Lesetext:
Neue Politik, nicht neue Politiker

In Bolivien hat Präsident Carlos Mesa seinen Rücktritt angeboten – doch den wollen nicht einmal die Linken

BUENOS AIRES taz ■ Auf der Straße zwischen Santa Cruz und La Paz: Barrikaden und Blockaden. In der Stadt El Alto: Streik und Straßenblockaden. In Bulo-Bulo: Campesinos belagern Ölbohrstätten. In Sucre: Straßensperren. Campesinos, Koka-Bauern und Gewerkschafter haben in Bolivien die Regierung herausgefordert und versuchen einen Politikwechsel zu erzwingen. Präsident Carlos Mesa reagierte und bot dem Kongress seinen Rücktritt an. Die 157 Abgeordnete sollten gestern darüber entscheiden, ob sie Mesa weiterhin als Präsidenten haben wollen oder nicht.

Gespeicherte Datensätze:
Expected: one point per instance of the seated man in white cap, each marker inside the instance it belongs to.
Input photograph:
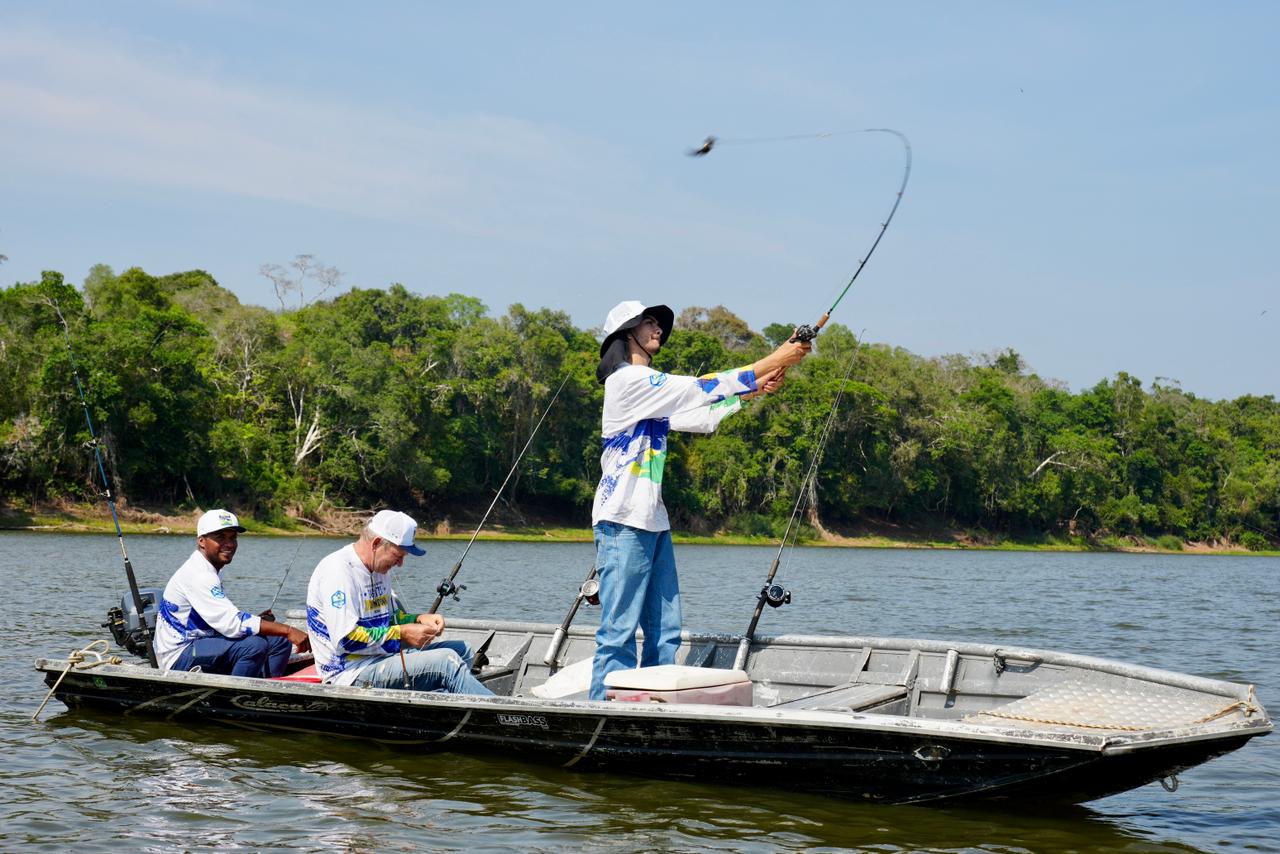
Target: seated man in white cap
(199, 626)
(360, 633)
(639, 587)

Aufgabenstellungen:
**A)** Wie viele Abgeordnete sollten laut dem Lesetext gestern darüber entscheiden, ob sie Carlos Mesa weiterhin als Präsidenten haben wollen?
**B)** Gib aus dem Lesetext den Abschnitt wortgetreu aus, beginnend bei „In Bolivien hat“ und endend bei „wollen oder nicht.“.
Die Datensätze spielen hierbei keine Rolle.

Schriftliche Antworten:
**A)** 157 Abgeordnete.

**B)**
In Bolivien hat Präsident Carlos Mesa seinen Rücktritt angeboten – doch den wollen nicht einmal die Linken

BUENOS AIRES taz ■ Auf der Straße zwischen Santa Cruz und La Paz: Barrikaden und Blockaden. In der Stadt El Alto: Streik und Straßenblockaden. In Bulo-Bulo: Campesinos belagern Ölbohrstätten. In Sucre: Straßensperren. Campesinos, Koka-Bauern und Gewerkschafter haben in Bolivien die Regierung herausgefordert und versuchen einen Politikwechsel zu erzwingen. Präsident Carlos Mesa reagierte und bot dem Kongress seinen Rücktritt an. Die 157 Abgeordnete sollten gestern darüber entscheiden, ob sie Mesa weiterhin als Präsidenten haben wollen oder nicht.